Request> Please rewrite every line of the entries from the one containing "Ground window glass" down to the one containing "[[857, 483, 932, 528]]", both included. Keep each line unchanged except for the bounding-box coordinates in the answers, and shift each of those by adding 27.

Dataset entries>
::::

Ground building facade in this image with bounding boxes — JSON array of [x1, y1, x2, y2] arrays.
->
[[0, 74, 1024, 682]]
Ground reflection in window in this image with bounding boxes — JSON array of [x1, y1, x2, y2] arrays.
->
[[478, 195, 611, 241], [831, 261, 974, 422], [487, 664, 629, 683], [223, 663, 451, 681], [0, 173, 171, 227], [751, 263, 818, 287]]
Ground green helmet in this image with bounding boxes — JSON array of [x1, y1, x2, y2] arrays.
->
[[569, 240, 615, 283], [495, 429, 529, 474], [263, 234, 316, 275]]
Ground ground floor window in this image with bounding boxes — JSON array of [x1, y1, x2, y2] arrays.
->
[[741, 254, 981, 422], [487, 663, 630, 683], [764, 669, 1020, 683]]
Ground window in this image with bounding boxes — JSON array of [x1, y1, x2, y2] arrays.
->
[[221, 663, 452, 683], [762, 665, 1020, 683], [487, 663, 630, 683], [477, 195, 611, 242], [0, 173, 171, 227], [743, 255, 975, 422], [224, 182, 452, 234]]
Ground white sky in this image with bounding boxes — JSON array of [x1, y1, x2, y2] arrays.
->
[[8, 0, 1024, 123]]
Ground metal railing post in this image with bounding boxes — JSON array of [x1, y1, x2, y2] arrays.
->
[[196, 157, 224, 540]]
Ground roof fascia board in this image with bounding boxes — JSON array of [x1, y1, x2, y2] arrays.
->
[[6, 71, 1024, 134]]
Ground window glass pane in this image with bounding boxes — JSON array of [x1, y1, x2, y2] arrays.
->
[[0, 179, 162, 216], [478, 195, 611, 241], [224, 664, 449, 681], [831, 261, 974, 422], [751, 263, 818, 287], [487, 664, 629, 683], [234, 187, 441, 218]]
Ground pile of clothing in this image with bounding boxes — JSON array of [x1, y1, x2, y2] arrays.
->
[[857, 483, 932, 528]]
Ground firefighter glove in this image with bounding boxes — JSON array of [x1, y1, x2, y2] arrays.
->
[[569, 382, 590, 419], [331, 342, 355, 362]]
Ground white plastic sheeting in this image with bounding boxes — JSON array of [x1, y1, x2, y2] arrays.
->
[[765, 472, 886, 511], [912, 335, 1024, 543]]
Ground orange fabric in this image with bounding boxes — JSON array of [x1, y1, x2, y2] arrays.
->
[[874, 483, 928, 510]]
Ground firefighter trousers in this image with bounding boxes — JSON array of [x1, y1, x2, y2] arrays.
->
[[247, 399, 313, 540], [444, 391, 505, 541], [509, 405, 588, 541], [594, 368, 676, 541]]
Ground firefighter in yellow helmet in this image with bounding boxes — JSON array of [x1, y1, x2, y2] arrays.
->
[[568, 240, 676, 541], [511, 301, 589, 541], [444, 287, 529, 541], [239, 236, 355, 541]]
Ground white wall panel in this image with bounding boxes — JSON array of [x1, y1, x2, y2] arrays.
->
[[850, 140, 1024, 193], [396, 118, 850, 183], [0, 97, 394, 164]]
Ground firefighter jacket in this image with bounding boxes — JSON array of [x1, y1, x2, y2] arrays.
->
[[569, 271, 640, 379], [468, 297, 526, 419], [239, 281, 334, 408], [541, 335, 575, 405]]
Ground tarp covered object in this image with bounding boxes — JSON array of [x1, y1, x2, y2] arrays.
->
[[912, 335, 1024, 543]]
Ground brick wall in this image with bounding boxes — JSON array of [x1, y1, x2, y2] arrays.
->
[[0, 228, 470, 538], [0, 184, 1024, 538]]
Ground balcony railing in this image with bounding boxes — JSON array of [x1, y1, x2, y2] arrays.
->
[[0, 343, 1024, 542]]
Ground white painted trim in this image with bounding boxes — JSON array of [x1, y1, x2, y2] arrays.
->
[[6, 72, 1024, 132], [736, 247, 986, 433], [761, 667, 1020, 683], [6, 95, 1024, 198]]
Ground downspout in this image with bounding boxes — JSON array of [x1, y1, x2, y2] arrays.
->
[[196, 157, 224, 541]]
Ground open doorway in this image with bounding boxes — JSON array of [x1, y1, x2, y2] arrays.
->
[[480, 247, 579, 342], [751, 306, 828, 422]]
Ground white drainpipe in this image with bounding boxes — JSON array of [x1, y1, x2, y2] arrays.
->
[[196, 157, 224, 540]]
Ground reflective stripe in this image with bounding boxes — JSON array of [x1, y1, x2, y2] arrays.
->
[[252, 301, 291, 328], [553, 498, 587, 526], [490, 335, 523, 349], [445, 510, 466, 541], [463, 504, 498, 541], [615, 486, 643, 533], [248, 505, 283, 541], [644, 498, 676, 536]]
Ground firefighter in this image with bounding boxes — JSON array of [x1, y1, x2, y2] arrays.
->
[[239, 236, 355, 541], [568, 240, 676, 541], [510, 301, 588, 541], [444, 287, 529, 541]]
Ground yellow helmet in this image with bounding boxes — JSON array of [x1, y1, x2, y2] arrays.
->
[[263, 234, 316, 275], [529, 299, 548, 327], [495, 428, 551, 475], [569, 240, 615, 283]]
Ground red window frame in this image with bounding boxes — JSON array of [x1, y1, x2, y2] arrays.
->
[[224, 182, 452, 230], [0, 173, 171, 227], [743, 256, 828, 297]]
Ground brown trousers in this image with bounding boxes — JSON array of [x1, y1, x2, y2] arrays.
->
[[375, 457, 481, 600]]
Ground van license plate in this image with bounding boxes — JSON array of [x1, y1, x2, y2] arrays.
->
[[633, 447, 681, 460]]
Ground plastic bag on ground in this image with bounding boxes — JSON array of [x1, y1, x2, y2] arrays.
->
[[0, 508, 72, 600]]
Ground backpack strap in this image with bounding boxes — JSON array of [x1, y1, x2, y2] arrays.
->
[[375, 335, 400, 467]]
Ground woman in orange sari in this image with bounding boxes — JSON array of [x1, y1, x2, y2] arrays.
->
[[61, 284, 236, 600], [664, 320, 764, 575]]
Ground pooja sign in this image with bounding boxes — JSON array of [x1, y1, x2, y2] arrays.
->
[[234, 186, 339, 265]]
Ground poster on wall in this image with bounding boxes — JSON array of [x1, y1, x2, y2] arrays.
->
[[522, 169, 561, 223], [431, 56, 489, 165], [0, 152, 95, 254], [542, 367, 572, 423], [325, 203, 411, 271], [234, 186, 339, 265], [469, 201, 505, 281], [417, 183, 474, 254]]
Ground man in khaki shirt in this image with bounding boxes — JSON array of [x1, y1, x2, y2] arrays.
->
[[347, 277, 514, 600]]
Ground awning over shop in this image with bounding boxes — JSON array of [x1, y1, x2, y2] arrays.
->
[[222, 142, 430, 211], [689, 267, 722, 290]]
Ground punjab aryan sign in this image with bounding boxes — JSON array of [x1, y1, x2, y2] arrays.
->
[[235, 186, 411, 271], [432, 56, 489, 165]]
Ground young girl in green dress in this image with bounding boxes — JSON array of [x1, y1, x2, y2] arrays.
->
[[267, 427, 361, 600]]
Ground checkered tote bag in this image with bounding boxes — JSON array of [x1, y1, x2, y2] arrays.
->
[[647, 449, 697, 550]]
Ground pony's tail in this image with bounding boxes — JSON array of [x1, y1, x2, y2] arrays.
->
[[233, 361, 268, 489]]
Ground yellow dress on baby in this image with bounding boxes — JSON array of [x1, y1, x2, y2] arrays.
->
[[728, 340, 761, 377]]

::::

Written solution>
Ground window glass pane in this image with bounding boxes — JSON array of [x1, y1, x2, y2] arrays.
->
[[27, 206, 189, 243], [505, 222, 638, 268], [251, 691, 476, 708], [858, 288, 1001, 449], [778, 290, 845, 314], [514, 691, 656, 710], [261, 214, 468, 245]]
Ground pile of clothing in this image with bounding boxes — JSON array of [x1, y1, x2, y2] arrays.
->
[[884, 510, 959, 555]]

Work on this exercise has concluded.